Task statement: Write out the lines below word for word, beginning with the line that contains "A colleague needs bounding boxes for every teal" and continuing through the line that contains "[267,43,276,53]", with both of those lines included. Leave out every other line.

Stored items from a collection:
• • • •
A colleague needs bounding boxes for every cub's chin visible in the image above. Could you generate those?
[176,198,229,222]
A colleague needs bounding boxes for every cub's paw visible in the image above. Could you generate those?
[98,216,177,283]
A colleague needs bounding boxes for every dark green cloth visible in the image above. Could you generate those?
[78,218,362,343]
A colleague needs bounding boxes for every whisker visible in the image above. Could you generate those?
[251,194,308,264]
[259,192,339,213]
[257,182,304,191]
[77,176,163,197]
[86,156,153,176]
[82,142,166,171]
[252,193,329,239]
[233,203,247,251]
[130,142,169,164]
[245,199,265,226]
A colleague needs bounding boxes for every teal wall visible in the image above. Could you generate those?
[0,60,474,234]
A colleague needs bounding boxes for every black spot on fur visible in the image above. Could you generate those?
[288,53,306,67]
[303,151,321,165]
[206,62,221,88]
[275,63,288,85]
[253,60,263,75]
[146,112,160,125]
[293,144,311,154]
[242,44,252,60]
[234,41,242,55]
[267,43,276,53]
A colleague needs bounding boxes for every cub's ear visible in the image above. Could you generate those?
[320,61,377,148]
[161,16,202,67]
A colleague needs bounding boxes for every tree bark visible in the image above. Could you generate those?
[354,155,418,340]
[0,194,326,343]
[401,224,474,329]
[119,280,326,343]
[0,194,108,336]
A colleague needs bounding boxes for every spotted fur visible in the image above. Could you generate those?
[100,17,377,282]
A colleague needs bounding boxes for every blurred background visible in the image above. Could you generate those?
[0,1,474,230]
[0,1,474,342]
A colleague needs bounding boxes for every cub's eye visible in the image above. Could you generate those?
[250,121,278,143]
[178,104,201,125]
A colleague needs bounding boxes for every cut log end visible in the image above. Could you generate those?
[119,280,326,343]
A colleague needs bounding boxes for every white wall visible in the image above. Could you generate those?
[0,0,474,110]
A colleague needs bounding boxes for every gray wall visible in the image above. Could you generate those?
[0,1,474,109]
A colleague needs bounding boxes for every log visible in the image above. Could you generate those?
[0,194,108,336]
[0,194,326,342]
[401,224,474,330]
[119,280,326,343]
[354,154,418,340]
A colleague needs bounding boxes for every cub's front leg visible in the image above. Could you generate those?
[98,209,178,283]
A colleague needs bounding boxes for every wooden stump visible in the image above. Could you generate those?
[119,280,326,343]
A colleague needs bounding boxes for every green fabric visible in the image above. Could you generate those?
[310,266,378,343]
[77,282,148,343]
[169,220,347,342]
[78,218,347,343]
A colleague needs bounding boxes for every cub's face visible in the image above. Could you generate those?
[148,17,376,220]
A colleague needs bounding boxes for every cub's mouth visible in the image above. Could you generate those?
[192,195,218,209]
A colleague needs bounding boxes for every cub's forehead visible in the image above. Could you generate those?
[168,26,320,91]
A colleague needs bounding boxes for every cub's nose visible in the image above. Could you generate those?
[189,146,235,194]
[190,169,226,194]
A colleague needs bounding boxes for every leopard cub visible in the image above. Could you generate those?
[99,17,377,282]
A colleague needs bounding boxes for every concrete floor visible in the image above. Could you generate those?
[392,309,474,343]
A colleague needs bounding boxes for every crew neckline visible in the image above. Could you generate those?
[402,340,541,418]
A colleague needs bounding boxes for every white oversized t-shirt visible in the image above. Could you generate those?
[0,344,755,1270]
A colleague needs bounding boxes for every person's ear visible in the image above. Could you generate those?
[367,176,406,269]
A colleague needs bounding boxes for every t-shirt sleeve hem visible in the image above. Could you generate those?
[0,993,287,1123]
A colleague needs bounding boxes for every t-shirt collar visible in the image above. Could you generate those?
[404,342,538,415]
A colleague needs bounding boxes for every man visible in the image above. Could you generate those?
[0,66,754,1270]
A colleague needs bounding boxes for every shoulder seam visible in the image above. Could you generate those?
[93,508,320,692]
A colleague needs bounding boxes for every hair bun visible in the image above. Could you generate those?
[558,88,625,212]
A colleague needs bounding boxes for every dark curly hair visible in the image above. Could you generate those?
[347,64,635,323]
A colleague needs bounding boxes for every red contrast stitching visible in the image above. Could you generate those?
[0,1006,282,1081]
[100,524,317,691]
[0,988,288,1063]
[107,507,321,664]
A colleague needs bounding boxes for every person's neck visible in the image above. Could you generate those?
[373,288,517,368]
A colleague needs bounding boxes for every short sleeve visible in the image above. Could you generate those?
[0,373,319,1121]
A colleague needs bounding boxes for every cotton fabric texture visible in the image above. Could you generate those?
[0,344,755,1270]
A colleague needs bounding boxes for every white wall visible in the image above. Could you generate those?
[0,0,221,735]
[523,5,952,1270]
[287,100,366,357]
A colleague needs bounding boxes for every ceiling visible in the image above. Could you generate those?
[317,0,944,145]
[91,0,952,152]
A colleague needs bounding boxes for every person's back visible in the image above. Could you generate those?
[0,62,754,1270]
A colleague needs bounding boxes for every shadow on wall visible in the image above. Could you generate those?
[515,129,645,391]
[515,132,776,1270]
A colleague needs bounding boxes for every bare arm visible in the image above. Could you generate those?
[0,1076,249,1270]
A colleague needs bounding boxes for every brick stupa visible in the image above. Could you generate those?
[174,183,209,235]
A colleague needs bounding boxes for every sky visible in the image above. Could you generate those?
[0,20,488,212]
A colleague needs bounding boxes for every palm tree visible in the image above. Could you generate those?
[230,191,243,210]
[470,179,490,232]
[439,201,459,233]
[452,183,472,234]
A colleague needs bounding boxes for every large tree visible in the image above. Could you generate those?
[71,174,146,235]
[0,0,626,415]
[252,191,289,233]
• • • •
Answer for this exercise:
A colleague needs bounding boxes for every teal wall visible in the image above. Could you generate those?
[0,60,474,234]
A colleague needs bounding boxes for every black spot on fur visible in the image above. Could you generate those?
[288,53,306,67]
[303,151,321,165]
[206,62,221,88]
[275,63,288,85]
[253,60,263,75]
[146,112,160,125]
[293,144,311,154]
[242,44,252,60]
[234,41,242,55]
[267,43,276,53]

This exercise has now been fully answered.